● **Exercise goal**: Express the lines of the records below as a JSON list of strings, one string per line with blank lines omitted, starting at the line containing "Rules. Find each instance of the stainless steel refrigerator" and ending at the line containing "point(164, 325)", both included. Convert only those lines.
--- start ---
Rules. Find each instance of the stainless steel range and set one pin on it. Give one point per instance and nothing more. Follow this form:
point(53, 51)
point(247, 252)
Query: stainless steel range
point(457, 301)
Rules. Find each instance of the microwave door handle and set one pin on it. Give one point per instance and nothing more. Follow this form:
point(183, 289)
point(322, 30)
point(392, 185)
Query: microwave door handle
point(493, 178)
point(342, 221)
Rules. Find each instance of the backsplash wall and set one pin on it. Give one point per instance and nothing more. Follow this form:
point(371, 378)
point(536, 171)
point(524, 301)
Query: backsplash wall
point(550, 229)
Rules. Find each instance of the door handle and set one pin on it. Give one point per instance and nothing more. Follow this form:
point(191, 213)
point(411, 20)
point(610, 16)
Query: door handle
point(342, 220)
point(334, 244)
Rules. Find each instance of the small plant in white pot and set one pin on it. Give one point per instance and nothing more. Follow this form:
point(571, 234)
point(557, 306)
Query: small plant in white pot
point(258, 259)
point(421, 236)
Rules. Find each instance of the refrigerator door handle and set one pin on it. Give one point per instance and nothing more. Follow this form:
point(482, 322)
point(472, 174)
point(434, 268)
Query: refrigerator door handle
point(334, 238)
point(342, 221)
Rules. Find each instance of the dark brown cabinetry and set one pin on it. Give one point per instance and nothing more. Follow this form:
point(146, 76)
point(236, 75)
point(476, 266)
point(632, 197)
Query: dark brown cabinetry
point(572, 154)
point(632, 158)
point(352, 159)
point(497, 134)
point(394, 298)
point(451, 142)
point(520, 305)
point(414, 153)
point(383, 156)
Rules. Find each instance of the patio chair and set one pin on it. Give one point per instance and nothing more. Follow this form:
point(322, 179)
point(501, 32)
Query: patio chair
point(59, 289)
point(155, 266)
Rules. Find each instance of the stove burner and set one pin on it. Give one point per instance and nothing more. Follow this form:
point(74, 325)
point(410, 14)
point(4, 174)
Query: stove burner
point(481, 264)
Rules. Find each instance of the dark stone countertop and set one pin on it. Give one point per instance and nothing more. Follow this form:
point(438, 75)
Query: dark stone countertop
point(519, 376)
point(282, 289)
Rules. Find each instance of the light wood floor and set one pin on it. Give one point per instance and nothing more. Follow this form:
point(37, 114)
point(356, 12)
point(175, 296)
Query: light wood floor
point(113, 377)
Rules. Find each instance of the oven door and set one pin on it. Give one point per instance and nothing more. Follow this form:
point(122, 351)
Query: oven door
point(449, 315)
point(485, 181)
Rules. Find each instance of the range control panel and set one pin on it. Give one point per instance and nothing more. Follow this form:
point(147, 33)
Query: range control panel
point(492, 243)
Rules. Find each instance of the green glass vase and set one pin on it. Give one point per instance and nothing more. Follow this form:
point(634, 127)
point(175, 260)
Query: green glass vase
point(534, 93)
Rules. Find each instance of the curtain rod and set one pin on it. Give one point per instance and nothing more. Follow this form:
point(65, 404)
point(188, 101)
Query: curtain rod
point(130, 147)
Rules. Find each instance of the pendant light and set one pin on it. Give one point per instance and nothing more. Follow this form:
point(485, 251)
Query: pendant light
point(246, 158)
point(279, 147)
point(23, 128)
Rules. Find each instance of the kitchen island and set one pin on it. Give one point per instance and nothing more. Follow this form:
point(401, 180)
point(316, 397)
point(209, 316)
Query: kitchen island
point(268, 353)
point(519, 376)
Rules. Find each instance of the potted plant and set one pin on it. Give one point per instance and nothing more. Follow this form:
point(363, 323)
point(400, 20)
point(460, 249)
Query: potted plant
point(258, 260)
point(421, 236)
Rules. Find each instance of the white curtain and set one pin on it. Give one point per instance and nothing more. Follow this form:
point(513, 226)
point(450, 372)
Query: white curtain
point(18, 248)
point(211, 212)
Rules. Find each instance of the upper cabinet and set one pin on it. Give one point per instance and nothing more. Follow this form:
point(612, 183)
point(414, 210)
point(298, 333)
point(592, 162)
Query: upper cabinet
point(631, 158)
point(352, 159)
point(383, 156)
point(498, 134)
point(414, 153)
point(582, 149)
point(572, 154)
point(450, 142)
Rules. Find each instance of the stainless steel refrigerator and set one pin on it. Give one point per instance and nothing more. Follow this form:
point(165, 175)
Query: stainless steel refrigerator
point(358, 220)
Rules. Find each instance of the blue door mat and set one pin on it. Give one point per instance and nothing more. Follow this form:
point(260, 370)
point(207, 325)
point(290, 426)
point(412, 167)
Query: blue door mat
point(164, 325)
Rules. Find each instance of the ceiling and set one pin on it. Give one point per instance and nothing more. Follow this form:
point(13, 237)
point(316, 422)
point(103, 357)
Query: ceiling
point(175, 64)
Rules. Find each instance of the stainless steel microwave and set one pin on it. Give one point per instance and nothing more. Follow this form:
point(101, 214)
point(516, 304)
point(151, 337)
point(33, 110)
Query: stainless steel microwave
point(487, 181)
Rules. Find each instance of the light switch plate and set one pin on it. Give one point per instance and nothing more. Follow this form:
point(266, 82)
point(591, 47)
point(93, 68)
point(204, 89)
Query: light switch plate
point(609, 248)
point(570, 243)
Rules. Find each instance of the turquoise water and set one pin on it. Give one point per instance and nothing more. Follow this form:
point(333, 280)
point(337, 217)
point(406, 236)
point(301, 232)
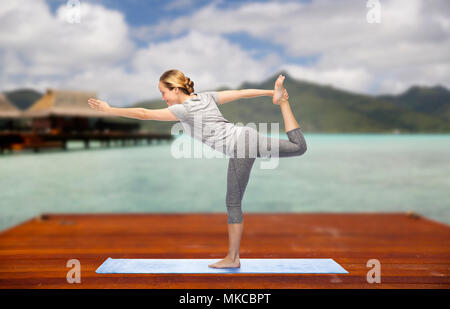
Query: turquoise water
point(338, 173)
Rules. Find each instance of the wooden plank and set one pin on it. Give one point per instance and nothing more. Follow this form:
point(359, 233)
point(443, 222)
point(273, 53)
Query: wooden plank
point(413, 251)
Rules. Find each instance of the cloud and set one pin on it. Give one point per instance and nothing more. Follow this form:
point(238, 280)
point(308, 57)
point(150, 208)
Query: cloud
point(410, 46)
point(414, 36)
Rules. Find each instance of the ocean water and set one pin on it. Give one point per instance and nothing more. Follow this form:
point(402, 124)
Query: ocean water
point(338, 173)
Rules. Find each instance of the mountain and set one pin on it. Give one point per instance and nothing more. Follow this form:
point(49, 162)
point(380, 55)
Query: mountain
point(326, 109)
point(318, 108)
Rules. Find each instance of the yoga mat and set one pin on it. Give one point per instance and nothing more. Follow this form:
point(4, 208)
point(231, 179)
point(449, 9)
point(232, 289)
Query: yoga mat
point(200, 266)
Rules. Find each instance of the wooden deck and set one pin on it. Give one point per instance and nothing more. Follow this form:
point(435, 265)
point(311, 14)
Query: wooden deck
point(414, 252)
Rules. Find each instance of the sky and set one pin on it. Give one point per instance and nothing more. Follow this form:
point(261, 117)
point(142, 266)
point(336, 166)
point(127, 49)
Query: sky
point(119, 48)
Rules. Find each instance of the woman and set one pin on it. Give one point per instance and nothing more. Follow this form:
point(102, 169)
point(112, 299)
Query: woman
point(185, 105)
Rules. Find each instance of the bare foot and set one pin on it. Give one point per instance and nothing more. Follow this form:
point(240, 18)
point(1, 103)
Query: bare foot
point(227, 262)
point(280, 93)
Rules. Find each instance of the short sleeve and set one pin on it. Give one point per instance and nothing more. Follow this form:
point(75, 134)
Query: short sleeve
point(179, 111)
point(215, 96)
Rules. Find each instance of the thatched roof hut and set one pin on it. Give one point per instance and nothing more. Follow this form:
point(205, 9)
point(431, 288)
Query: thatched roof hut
point(64, 103)
point(7, 109)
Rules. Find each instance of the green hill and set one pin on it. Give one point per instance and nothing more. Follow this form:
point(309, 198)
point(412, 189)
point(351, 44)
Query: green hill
point(320, 108)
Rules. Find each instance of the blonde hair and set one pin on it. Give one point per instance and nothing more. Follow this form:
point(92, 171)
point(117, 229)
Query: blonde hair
point(176, 79)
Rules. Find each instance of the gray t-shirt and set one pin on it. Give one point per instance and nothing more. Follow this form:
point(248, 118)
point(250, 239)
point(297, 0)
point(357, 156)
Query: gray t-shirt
point(202, 120)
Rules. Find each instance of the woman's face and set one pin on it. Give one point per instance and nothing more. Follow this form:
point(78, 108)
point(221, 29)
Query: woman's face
point(169, 96)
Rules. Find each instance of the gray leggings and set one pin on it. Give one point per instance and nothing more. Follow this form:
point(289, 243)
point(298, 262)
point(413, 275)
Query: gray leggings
point(239, 166)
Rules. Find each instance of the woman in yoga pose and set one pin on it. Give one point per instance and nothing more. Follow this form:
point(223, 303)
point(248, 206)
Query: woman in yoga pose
point(183, 104)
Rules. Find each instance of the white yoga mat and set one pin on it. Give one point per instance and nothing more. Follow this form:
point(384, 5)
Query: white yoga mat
point(200, 266)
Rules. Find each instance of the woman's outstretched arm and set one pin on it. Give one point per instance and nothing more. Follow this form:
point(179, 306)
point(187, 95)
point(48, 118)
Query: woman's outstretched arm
point(233, 95)
point(140, 113)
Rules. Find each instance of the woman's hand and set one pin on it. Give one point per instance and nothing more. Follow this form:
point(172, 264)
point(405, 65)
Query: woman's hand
point(99, 105)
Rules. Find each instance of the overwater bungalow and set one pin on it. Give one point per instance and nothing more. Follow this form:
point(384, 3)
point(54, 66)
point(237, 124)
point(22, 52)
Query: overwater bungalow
point(60, 111)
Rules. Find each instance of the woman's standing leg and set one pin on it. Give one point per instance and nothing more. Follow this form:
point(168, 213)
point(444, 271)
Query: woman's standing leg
point(239, 171)
point(238, 175)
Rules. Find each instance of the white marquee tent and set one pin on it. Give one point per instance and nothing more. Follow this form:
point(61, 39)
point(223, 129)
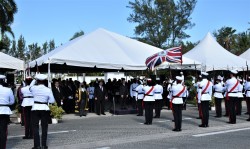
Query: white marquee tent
point(246, 54)
point(100, 49)
point(214, 57)
point(9, 62)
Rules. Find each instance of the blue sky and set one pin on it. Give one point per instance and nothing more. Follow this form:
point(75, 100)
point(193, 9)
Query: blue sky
point(43, 20)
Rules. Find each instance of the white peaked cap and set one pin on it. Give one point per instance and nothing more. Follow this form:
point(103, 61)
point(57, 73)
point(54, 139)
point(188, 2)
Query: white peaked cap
point(204, 73)
point(2, 76)
point(179, 78)
point(234, 71)
point(41, 77)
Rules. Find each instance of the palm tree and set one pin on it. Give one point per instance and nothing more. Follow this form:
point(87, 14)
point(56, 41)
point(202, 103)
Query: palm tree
point(7, 10)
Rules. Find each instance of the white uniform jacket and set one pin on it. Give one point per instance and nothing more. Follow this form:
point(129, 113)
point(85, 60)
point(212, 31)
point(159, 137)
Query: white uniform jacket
point(218, 90)
point(91, 91)
point(42, 97)
point(6, 99)
point(240, 89)
point(158, 92)
point(148, 96)
point(205, 95)
point(28, 99)
point(247, 88)
point(133, 89)
point(230, 83)
point(175, 90)
point(139, 92)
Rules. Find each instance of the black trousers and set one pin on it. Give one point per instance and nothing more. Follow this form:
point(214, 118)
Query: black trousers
point(91, 105)
point(82, 108)
point(44, 117)
point(123, 102)
point(4, 120)
point(248, 105)
point(28, 121)
point(205, 112)
point(226, 107)
point(239, 106)
point(232, 113)
point(100, 106)
point(177, 112)
point(140, 108)
point(218, 106)
point(149, 105)
point(158, 107)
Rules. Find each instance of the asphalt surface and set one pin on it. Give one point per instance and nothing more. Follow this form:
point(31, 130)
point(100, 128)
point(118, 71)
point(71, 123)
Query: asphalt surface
point(129, 132)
--- end ---
● **Response to this exercise**:
[
  "Rules. Find each instance of the stainless steel refrigerator and set one pin on it. Give one point per instance and nothing more. Follow this form:",
  "point(165, 175)",
  "Query: stainless steel refrigerator",
  "point(358, 220)",
  "Rules. Find each instance of the blue door mat and set one pin on it. Give one point per instance and nothing more. Follow this form:",
  "point(260, 370)",
  "point(207, 325)",
  "point(290, 426)",
  "point(412, 167)",
  "Query: blue door mat",
  "point(164, 325)"
]